**Description of the task:** Find the line with "Where can you see the paved" and the line with "Where can you see the crenellated" in the entries below; output exactly those two lines, every line between them, and no others.

[Source records]
-------------------------

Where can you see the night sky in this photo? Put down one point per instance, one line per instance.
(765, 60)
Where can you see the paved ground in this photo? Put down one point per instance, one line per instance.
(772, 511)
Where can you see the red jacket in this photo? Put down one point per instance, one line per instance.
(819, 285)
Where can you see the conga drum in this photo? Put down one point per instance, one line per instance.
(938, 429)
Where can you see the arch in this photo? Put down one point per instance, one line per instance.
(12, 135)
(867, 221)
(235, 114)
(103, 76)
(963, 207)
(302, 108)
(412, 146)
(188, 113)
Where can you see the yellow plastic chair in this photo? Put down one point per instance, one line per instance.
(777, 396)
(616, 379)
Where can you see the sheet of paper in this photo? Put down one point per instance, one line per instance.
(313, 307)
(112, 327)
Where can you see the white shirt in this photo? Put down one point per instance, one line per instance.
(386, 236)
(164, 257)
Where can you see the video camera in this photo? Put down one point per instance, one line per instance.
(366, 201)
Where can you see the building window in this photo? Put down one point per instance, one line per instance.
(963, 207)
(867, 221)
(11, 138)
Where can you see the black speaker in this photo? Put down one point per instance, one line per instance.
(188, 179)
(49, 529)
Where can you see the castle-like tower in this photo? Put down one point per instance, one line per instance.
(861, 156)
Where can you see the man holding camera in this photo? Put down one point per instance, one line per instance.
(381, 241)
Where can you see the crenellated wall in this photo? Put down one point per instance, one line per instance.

-------------------------

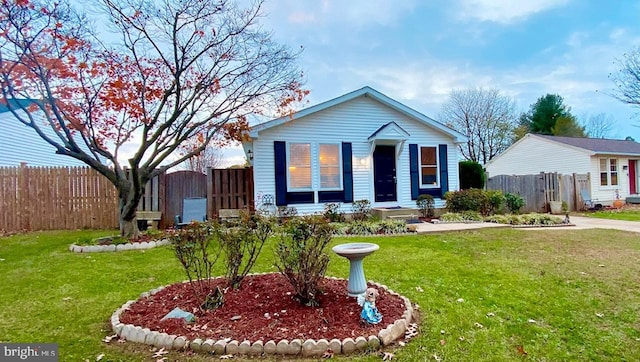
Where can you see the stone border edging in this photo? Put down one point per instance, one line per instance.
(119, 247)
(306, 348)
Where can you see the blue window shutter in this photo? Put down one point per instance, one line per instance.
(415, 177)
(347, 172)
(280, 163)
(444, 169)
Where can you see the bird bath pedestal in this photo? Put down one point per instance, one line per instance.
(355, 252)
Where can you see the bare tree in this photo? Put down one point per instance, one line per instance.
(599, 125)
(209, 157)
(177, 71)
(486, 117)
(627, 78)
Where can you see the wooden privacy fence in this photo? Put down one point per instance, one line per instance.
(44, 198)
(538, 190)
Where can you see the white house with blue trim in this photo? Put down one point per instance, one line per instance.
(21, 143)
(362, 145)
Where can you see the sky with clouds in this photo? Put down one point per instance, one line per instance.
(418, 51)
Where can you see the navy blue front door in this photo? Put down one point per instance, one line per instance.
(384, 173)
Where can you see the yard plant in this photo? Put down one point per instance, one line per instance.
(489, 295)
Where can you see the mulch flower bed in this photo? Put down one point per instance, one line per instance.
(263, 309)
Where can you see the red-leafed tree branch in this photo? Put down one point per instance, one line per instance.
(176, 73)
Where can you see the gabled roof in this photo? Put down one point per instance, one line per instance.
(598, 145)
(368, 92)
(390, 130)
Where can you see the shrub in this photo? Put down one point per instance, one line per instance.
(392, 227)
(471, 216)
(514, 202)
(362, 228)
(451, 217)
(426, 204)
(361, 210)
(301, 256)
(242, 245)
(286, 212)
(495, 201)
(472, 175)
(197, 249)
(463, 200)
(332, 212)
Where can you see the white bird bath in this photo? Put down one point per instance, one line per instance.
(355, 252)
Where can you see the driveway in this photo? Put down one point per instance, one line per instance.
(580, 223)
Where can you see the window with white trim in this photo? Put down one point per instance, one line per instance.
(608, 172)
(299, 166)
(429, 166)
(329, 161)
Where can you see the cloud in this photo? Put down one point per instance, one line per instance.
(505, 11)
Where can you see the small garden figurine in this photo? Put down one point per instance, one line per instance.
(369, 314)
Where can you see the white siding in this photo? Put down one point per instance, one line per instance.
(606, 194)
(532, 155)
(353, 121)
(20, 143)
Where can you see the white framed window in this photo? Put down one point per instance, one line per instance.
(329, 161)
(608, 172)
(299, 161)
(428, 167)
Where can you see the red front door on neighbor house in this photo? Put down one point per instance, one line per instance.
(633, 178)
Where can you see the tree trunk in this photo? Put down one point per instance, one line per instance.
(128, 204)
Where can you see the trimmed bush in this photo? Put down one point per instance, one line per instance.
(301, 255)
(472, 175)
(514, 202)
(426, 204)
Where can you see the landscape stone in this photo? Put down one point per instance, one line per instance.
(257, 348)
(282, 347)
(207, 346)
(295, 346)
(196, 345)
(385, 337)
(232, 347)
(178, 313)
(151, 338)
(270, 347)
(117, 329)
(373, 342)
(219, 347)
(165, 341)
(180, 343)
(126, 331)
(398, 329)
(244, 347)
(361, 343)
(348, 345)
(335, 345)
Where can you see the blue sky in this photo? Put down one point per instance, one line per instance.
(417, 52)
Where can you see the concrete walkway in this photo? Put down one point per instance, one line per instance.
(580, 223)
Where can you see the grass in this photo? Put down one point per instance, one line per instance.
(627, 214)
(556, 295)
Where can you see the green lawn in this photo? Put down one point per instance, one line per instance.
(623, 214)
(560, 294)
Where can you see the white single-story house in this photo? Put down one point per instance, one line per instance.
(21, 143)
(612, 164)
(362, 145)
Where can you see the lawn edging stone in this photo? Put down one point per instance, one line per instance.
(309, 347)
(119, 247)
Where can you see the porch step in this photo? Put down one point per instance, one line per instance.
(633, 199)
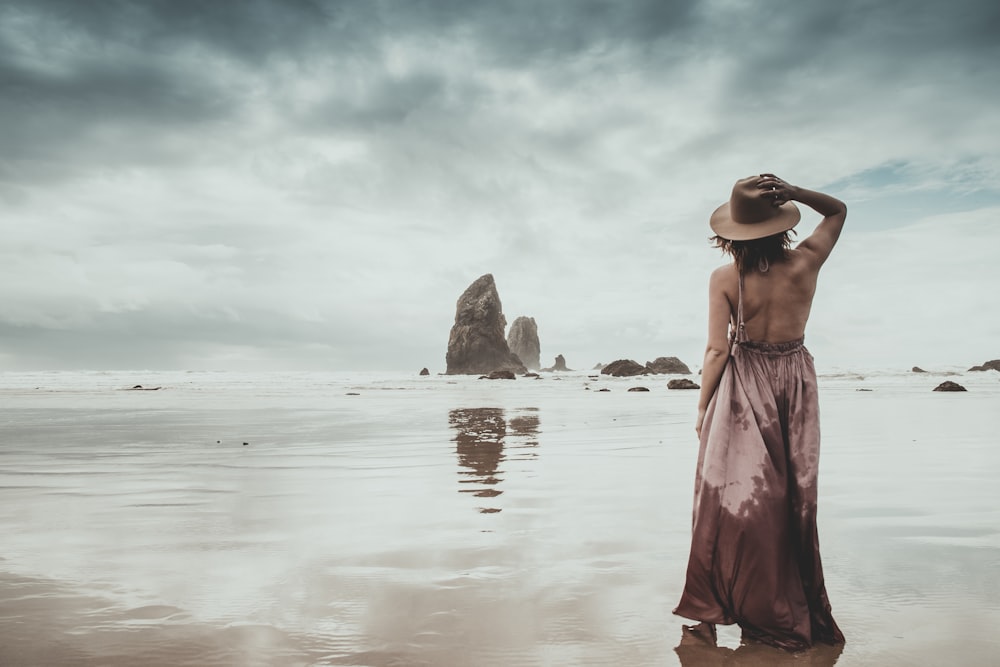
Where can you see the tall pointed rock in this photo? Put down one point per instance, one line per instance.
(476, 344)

-------------------------

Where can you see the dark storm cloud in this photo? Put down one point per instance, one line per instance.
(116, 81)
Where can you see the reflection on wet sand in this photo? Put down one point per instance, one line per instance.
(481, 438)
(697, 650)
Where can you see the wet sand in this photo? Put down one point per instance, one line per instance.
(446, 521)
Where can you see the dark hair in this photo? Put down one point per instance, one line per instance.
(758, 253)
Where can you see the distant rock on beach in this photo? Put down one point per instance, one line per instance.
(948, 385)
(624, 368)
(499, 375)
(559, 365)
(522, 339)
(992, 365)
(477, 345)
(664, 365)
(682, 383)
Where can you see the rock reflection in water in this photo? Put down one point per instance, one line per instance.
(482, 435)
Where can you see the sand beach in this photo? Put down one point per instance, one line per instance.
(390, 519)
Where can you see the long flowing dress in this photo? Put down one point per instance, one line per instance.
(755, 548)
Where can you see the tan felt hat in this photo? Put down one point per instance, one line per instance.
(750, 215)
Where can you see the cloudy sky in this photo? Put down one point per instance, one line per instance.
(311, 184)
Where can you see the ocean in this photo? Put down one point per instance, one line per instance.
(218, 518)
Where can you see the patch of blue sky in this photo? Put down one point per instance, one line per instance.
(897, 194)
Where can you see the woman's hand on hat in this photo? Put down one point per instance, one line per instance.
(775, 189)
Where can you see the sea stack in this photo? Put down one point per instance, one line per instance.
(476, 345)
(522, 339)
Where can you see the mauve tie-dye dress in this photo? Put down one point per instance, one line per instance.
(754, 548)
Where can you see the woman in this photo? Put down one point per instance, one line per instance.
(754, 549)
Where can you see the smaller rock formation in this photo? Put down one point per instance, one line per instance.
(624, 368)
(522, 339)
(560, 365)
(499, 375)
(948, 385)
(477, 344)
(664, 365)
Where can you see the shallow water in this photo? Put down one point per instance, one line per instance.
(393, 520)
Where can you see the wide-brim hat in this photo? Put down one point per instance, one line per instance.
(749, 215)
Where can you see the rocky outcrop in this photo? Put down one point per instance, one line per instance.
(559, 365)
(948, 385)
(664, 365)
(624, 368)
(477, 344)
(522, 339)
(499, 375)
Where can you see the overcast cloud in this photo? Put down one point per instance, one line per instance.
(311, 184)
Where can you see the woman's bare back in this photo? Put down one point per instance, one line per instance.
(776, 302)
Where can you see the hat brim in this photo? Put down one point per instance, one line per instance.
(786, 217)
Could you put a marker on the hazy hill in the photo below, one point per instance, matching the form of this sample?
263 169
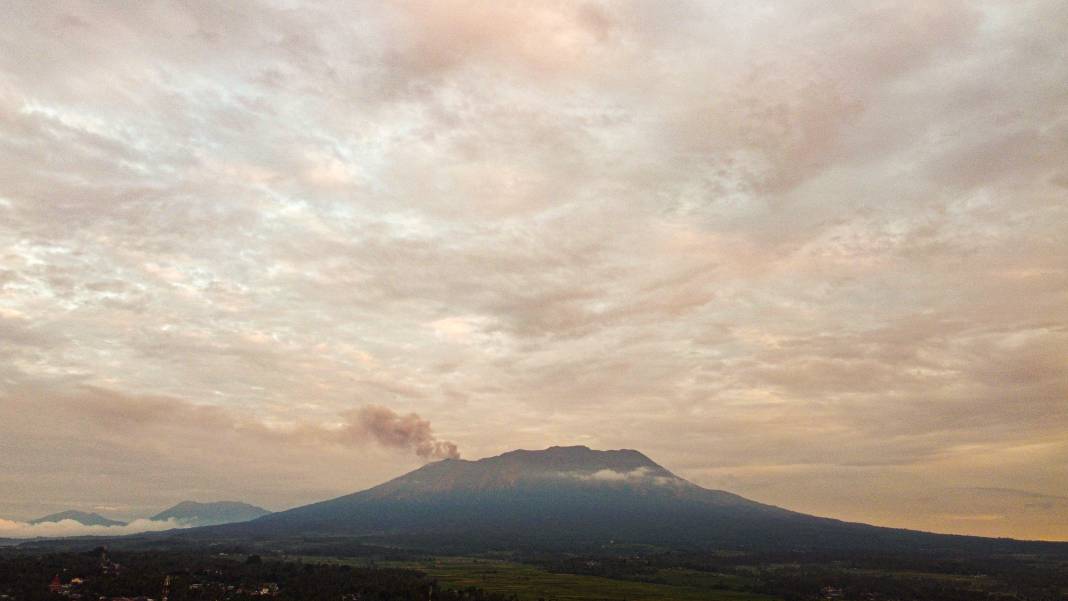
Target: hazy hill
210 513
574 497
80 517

-------------------------

**Exercise answer:**
Where can you see the paved ground in this photo? Put down one point per instance, one line per instance.
(772, 511)
Where can you see the red jacket in this photo? Put down one point per instance, one line per instance.
(819, 285)
Where can you see the conga drum in this photo? Put down one point per instance, one line per instance.
(938, 429)
Where can you see the arch in this photo? Put down one point per instance, one line per instance.
(12, 135)
(867, 221)
(235, 114)
(103, 76)
(963, 207)
(302, 108)
(412, 146)
(188, 113)
Where can you see the yellow plastic chair in this photo? Put down one point per instance, one line per instance.
(777, 396)
(616, 379)
Where can you see the sheet of paper in this photo? Put down one point per instance, one line per instance.
(313, 307)
(112, 327)
Where can you see the white shirt in this photo? Put down one point per instance, one line per instance.
(386, 236)
(164, 257)
Where can you see the video camera in this photo? Put down one point per instance, one line per instance.
(366, 201)
Where can you see the building window in this photo? Put down one point per instance, one line per instance.
(963, 207)
(867, 221)
(11, 138)
Where can you see the black speaker in this photo? Put down one point per instance, one line per instance.
(188, 179)
(49, 529)
Where can you see the castle-like tower in this photo? Put down one point per instance, one line per instance.
(861, 156)
Where can you see the man holding camera in this photo? Put down one point per instance, one line per instance.
(381, 241)
Where can you see the crenellated wall in this photo? Put down one point per instance, one line per instance.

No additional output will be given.